* [Task]
Your task is to write out the complete listing exactly as it is shown.

== Dataset records

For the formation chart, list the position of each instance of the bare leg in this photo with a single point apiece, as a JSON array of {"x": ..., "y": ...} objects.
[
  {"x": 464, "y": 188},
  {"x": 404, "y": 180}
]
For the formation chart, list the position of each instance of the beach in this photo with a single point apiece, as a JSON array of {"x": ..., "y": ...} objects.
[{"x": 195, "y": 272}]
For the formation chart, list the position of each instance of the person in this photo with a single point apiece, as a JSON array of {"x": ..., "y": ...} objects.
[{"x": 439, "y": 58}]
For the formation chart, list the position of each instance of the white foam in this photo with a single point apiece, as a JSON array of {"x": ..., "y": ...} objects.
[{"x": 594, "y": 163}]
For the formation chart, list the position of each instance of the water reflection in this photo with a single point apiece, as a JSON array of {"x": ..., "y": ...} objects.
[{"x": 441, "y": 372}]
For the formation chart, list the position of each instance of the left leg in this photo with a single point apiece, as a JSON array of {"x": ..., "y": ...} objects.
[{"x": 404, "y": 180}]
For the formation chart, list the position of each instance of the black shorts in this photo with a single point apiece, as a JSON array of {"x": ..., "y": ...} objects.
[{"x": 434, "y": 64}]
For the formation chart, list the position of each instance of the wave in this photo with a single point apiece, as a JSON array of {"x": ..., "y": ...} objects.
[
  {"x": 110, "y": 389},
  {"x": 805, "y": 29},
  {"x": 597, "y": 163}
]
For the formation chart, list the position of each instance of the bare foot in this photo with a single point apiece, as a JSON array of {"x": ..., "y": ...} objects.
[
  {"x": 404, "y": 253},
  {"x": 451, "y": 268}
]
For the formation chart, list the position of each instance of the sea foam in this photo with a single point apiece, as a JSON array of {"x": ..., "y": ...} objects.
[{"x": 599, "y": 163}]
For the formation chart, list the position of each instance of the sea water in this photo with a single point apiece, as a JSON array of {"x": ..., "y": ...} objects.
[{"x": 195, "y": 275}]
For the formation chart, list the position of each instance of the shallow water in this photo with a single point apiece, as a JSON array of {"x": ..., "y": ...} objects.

====

* [Finished answer]
For the formation chart, list the position of each instance of the bare leg in this photo with a single point apiece, as a JSON array of {"x": ..., "y": ...} objects.
[
  {"x": 464, "y": 188},
  {"x": 404, "y": 180}
]
For the formation chart, list the position of each instance of the beach in this photo with a single point apiece, as a JSON array of {"x": ..., "y": ...} objects.
[{"x": 195, "y": 272}]
For the formation chart, list the position of each instance of the person in this photo with a single point apiece, as a JSON array of {"x": ..., "y": ...} objects.
[{"x": 439, "y": 58}]
For the formation chart, list the position of each instance of the white foam in this photo with a single point apiece, as a JSON array of {"x": ..., "y": ...} objects.
[{"x": 594, "y": 163}]
For the formation chart, list the position of each instance of the water reflection in this photo with a single point apiece, as a JSON array of {"x": ..., "y": ...} objects.
[{"x": 441, "y": 372}]
For the formation chart, list the position of each instance of the left leg in this photo with a single point apiece, as a JSON array of {"x": ..., "y": ...} objects.
[{"x": 404, "y": 180}]
For the formation chart, list the position of each instance of the black shorts in this photo with a single point apiece, as a JSON array of {"x": ..., "y": ...} objects.
[{"x": 434, "y": 64}]
For the formation chart, list the position of each instance of the wave in this photo with a single point apiece, as a JSON array of {"x": ..., "y": ...} objects.
[
  {"x": 110, "y": 389},
  {"x": 805, "y": 29},
  {"x": 597, "y": 163}
]
For the formation chart, list the position of each instance of the bare foot in this photo with a single point apiece, as a JSON array of {"x": ..., "y": ...} objects.
[
  {"x": 404, "y": 253},
  {"x": 451, "y": 268}
]
For the formation chart, list the position of each instance of the sea foam in this photo with a single point apiece, as a JSON array of {"x": ..., "y": ...} objects.
[{"x": 599, "y": 163}]
For the formation chart, list the position of each instance of the sea water in this photo with a single point apiece, as a JSON array of {"x": ..., "y": ...} objects.
[{"x": 195, "y": 275}]
For the formation chart, list the position of each instance of the shallow water in this photo with a single point apiece, as a JSON array of {"x": ..., "y": ...} objects.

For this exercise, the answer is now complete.